▶ [Given request 1]
In the forum thread on ranked matchmaking, why has the first poster had poor luck looking at the profiles of other players?
▶ [Given request 2]
Continue the forum thread on ranked matchmaking, starting after its final post.

Could you elaborate on this a little bit? If you’re talking about looking at the profiles of other players, I admit that I’ve had poor luck with this approach, as most of the profiles I try are private.

5 Likes

One thought. The problem may be that the ranked system focuses too much on wins and not enough on what happens in the match. For example it treats an 0-3 blowout exactly the same as a tie match where you barely loose in overtime. I think a lot of players would be a lot less sour about getting losses if they knew they were still getting some credit for what they did during the match. Looking at what happens in game would also help the ranked system to converge on more accurate ranks faster because it is making use of more information and it would somewhat decrease the impact that being placed on a “loosing team” has on your rank.

3 Likes

Great post, add this to the list of things to provide next time someone says there’s no proof or “where your evidence?”

Not that we need this post to prove the matchmaker is bad since that proof is there through countless thousands of eye witness accounts, but this is a really great post to have.

(Object pointing dataset rows)

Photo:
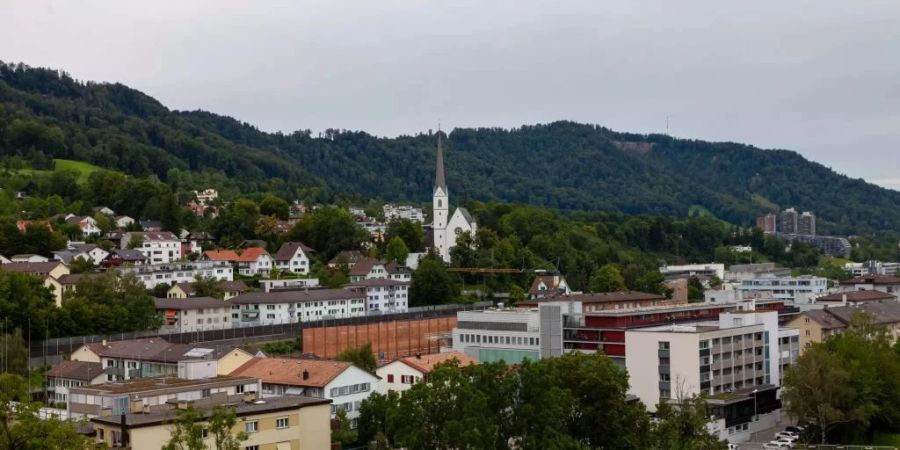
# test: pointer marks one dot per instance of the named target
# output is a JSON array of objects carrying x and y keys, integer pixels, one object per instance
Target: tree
[
  {"x": 431, "y": 283},
  {"x": 21, "y": 428},
  {"x": 396, "y": 251},
  {"x": 362, "y": 357},
  {"x": 187, "y": 431},
  {"x": 817, "y": 391},
  {"x": 343, "y": 434},
  {"x": 607, "y": 279},
  {"x": 221, "y": 424}
]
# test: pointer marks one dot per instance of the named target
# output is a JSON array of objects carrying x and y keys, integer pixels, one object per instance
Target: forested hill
[{"x": 561, "y": 165}]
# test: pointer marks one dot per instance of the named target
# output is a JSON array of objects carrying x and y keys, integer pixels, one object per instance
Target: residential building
[
  {"x": 735, "y": 361},
  {"x": 787, "y": 288},
  {"x": 693, "y": 270},
  {"x": 230, "y": 289},
  {"x": 278, "y": 424},
  {"x": 160, "y": 247},
  {"x": 855, "y": 298},
  {"x": 293, "y": 257},
  {"x": 400, "y": 374},
  {"x": 286, "y": 284},
  {"x": 29, "y": 258},
  {"x": 767, "y": 223},
  {"x": 445, "y": 229},
  {"x": 151, "y": 395},
  {"x": 70, "y": 374},
  {"x": 255, "y": 261},
  {"x": 882, "y": 283},
  {"x": 548, "y": 286},
  {"x": 265, "y": 308},
  {"x": 383, "y": 294},
  {"x": 342, "y": 382},
  {"x": 152, "y": 275},
  {"x": 193, "y": 314}
]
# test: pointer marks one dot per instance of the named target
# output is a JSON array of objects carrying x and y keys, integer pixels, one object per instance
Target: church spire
[{"x": 439, "y": 181}]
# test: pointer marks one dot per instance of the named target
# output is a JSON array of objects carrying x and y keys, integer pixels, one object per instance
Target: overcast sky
[{"x": 821, "y": 77}]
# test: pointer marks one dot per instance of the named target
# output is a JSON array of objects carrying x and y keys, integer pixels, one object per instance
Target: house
[
  {"x": 126, "y": 257},
  {"x": 277, "y": 424},
  {"x": 266, "y": 308},
  {"x": 347, "y": 258},
  {"x": 87, "y": 224},
  {"x": 855, "y": 298},
  {"x": 160, "y": 247},
  {"x": 293, "y": 257},
  {"x": 548, "y": 286},
  {"x": 254, "y": 261},
  {"x": 189, "y": 314},
  {"x": 68, "y": 374},
  {"x": 369, "y": 268},
  {"x": 88, "y": 252},
  {"x": 384, "y": 295},
  {"x": 228, "y": 256},
  {"x": 124, "y": 221},
  {"x": 400, "y": 374},
  {"x": 341, "y": 382},
  {"x": 883, "y": 283},
  {"x": 230, "y": 289}
]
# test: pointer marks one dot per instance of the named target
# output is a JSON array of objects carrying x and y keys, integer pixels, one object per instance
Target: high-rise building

▶ [Expected answer 1]
Most of the profiles tried are private.

▶ [Expected answer 2]
2 Likes

They told its based on winrate meaning you gain points when you win, you lose points when you lose, no matter the stats within a game. Iirc they mentionned the gain/loss quantity of points depends on the MMR of your opponents. I guess they can’t give you exact calculation as the points you’d earn/lose after each match could be different.

Iirc devs told the matchmaker uses a “predictability” value. And it makes sense actually. If you win, your MMR would increase and there’s a question coming to matchmaker mind : are you under your “real” MMR or not ? So probably the more you win, the stronger opponents you’ll face with an multiplicative increase.
That helps to put people close to their “true” MMR quick enough.

Devs told on Eskay stream that there’s also a “uncertaintity” value attached to MMR. For what I get, it grows when people don’t play for a long time (so probably bound to MMR decay).

The problem is that we dont know when “predictability” and “uncertaintity” kicks in and how hard do they kick.

As MMR is hidden, I’m not sure how people can say that “MMR reflects performance”.
It merges with people telling their ranks in a game : its pointless as Skill Rating and MMR are 2 different numbers and MMR is hidden. Rank displayed isn’t and should stop being taken as a reflection of MMR / matchmaking.
Devs tell Season 4 will fix that by making SR and MMR getting much closer to each other so we can be surprised by some SR jumps/drops in S4.

I’m sorry, I might not understand and I might be wrong but I imported your data into a text editor : you have won 101 games and lost 101 games. It makes a perfect 50% winrate from your 202 games.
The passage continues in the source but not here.